=== TASK ===
Could you resume the reader reviews of the book on the early American republic, continuing from their last sentence?

=== GIVEN PASSAGE ===
═══
For fun, read as companion texts "The Education of Henry Adams" by Henry Adams and "Improvised Europeans" by Alex Zwerdling. These "un-common" Americans contrast nicely with the rising middle class population described here.
20 of 22 people found the following review helpful
on June 28, 2000
This is a detailed and interesting compilation of bits and pieces of information about an over-looked but important period in American history. Unfortunately, its thematically-organized chapters become repetitive by the end, and its sentences sink beneath the weight of academic jargon until one is convinced one has read the same sentence three times. At the same time, amid the repetitious treatment of some subjects, interesting topics, such as the prevalence of duelling during the period, surface briefly then are never explored in depth.
More attentive editing might have helped. Beyond the structural issues, confusion arises from what appear to by typos, such as the appearances by Lewis and Louis Tappan, only one of whom can be found in the index, leaving the reader to wonder whether these are the same or different persons. If the premise were not an exploration of a relatively unfamiliar period, such lapses might be forgiven. But these oversights, when combined with an overly generous assumption regarding the reader's base of knowledge about the major historical events of the period, and an onslaught of unfamiliar, similar sounding names, can be bewildering.
Finally, while it is admirable that the author attempted to explore differences in the experiences of southerners, women, and African-Americans, it would have been more enjoyable had she found a way to introduce such discussions other than inserting an awkward transition in every chapter along the lines of "For women, on the other hand . . . "
27 of 32 people found the following review helpful
on November 29, 2001
I have some reservations about this book. 1) Its main new primary sources are the several hundred autobiographies that were written in the first decades of the new republic and which Appleby has read. I would suggest that these autobiographies have their own systematic bias. They represent the literate side of the United States, as opposed to the 30%-50% of American whites (and the overwhelming majority of slaves) who were either illiterate, had strictly limited literacy or had little contact with the world of print. Similarly these autobiographies privilege the middle class over the others, the story of the successful entrepreneur over the stories of the unsuccessful or only partially successful. It also privileges the religious over the non-religious. Given the fact that the early United States was an overwhelmingly rural country and that it only had a poor and parochial intelligentsia, it is not surprising that evangelical propaganda had a disproportionately large influence in American publishing. There was a market for accounts in which the subjects feared for their very souls and who wrestled with the demons of the world. There was much less of a market for people who had no qualms with sleeping with their fiancées and who thought Methodists should mind their own business. Yet at the turn of the century one-third of New England women conceived their first child outside of marriage, and the rate was probably higher elsewhere. At one point Appleby notes how little interest or affection her autobiographers showed for Andrew Jackson. Yet considering that Jackson was only three men to win a plurality of the vote for the presidency three times (Cleveland and FDR are the other two) this points out an important bias in her selection.
═══
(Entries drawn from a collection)
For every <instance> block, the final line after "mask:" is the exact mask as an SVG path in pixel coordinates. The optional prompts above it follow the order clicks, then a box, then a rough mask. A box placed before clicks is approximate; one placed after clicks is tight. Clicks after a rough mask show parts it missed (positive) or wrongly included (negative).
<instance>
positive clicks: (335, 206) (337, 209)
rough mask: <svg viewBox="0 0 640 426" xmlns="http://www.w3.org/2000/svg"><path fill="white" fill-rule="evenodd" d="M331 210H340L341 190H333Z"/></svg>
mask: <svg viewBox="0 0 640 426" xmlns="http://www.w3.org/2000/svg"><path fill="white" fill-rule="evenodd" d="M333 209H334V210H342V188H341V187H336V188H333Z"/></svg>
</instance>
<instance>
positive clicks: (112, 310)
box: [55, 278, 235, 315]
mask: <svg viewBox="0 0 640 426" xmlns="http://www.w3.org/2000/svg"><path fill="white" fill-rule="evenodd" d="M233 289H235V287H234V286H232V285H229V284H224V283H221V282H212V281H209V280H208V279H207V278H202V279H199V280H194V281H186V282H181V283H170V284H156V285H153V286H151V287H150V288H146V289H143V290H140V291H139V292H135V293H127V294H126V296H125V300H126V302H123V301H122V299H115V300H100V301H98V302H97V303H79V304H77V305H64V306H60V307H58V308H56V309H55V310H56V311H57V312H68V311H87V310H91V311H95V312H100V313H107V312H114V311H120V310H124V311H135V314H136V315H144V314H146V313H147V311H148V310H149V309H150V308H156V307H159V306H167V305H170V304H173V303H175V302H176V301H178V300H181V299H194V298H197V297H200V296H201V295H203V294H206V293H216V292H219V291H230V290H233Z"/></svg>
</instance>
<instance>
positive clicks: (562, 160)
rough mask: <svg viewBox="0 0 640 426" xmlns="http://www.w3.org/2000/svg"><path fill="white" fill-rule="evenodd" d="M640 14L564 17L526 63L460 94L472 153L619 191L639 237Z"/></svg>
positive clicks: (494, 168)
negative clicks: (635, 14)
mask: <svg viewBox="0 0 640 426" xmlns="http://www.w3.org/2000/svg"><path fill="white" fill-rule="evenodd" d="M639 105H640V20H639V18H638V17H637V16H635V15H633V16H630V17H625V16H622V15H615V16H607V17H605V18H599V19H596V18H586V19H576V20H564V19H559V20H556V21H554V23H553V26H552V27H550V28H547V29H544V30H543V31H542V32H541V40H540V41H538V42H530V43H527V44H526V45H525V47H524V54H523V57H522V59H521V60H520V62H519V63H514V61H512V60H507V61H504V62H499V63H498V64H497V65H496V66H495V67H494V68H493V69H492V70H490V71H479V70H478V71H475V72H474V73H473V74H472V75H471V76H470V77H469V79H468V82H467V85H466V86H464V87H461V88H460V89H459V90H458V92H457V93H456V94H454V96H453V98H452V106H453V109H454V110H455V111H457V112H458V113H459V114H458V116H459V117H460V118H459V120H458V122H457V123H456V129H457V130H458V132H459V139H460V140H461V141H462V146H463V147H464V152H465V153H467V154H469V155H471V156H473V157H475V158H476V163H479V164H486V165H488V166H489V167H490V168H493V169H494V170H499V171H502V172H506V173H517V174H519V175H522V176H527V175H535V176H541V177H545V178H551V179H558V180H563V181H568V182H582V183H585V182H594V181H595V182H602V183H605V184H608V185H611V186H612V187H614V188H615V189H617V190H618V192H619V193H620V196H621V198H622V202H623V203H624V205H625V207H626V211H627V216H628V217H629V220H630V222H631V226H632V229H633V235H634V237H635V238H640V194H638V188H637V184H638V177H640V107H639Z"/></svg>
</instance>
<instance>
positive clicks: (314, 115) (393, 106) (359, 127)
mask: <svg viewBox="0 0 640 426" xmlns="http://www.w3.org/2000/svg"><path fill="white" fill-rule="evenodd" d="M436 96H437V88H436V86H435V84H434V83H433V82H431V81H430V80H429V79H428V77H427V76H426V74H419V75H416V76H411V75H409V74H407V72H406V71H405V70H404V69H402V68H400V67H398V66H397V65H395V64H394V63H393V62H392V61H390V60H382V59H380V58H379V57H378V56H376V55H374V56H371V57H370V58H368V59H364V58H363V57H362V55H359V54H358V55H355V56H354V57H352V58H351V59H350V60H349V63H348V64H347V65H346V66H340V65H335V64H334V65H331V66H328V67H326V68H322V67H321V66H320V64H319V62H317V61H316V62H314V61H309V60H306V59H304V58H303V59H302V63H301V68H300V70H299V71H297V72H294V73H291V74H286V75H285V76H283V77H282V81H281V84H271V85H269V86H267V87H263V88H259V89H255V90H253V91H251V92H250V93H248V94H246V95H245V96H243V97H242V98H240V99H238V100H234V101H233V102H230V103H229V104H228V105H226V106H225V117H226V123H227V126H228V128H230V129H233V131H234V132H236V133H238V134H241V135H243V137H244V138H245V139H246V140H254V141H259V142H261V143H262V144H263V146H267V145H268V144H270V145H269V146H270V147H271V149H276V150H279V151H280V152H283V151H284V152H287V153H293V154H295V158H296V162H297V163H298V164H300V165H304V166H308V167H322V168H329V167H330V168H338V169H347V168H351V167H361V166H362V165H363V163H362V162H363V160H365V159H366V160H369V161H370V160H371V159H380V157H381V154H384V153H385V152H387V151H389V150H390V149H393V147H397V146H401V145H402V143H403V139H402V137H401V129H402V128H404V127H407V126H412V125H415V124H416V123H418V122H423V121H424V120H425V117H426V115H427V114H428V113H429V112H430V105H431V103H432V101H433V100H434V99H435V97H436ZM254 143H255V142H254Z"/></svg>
═══
=== RESULT FOR THIS EXERCISE ===
2) Appleby has a talent for interesting setpieces, such as the rise of duelling as a symbol for the political passions of the Jeffersonian era, or the dialectic of refinement and plainness while obscure biblical names went out of fashion, or the culture of drink or alcoholism. Yet her account of Americans considering their revolutionary tradition misses something. There is a discussion of the triumph of Jefferson and the failure of the Federalists, an account of party strife, and the limits of Northern Emancipation. Yet there is a certain passion missing about the meaning of democracy and liberty here. This is book which concentrates more on the successful entrepreneur than the unsuccessful working man. It discusses race and gender, but it does not really elucidate the dialectic between slave and citizen, and men and women that are crucial to understanding why such potent ideologies arose and their effect.
3) In order to appreciate this book's limits one should compare her work with other recent works of scholarship. One should contrast her appreciative account of Jeffersonian democracy with the subtle, ironical and methodically documented accounts of Alan Taylor which shows the limited gains by Maine farmers, or the political limits of the enemies of Mr. William Cooper. In contrast to her somewhat upbeat account of the industrialization and commercialization of the United States, one should look more closely at Christopher Clark's painstaking narrative of the rise of rural Capitalism in Western Massachusetts. One should contrast her brief comments on love and sexuality, with Nancy Cott's startling demonstration of the fragility of marriage. In contrast to her use of autobiographies one should look at Mechal Sobel's recent work which suggests the rise of a new personality in the United States, more individualistic, less communal. (The discredited concept of bourgeois revolution vindicated by psychoanalysis? We shall see.) And Appleby's account of the triumph of evangelicalism appears a bit complacent, a bit boosterish in its enthusiasm for the winning side in contrast to the recent work of Jon Butler and Christine Heyrman. In conclusion, one might say this book reminds one of Tocqueville. This is not meant as a compliment, since one reason for Tocqueville's abiding popularity and the almost total absence of serious criticism of him is that he provides a complex picture of modern society and its disconents in which questions of liberty and justice are ultimately irrelevant. When such questions arise they are not values in their own right, but problems which must be ably managed by the wise elite Tocqueville is part of. Of course Appleby cares very much about liberty and democracy. What is not so clear is whether she has thought through them enough.
9 of 9 people found the following review helpful
Appleby provides an excellent survey of the culture of the "first" generation of Americans and what influenced and shaped their interpretation of the American revolution that laid the groundwork for our governance and society today. Appleby notes that the first generation of Americans had to grapple with a yet unformed political and economic structure and much of their thinking and actions completed the formation of our national institutions and culture.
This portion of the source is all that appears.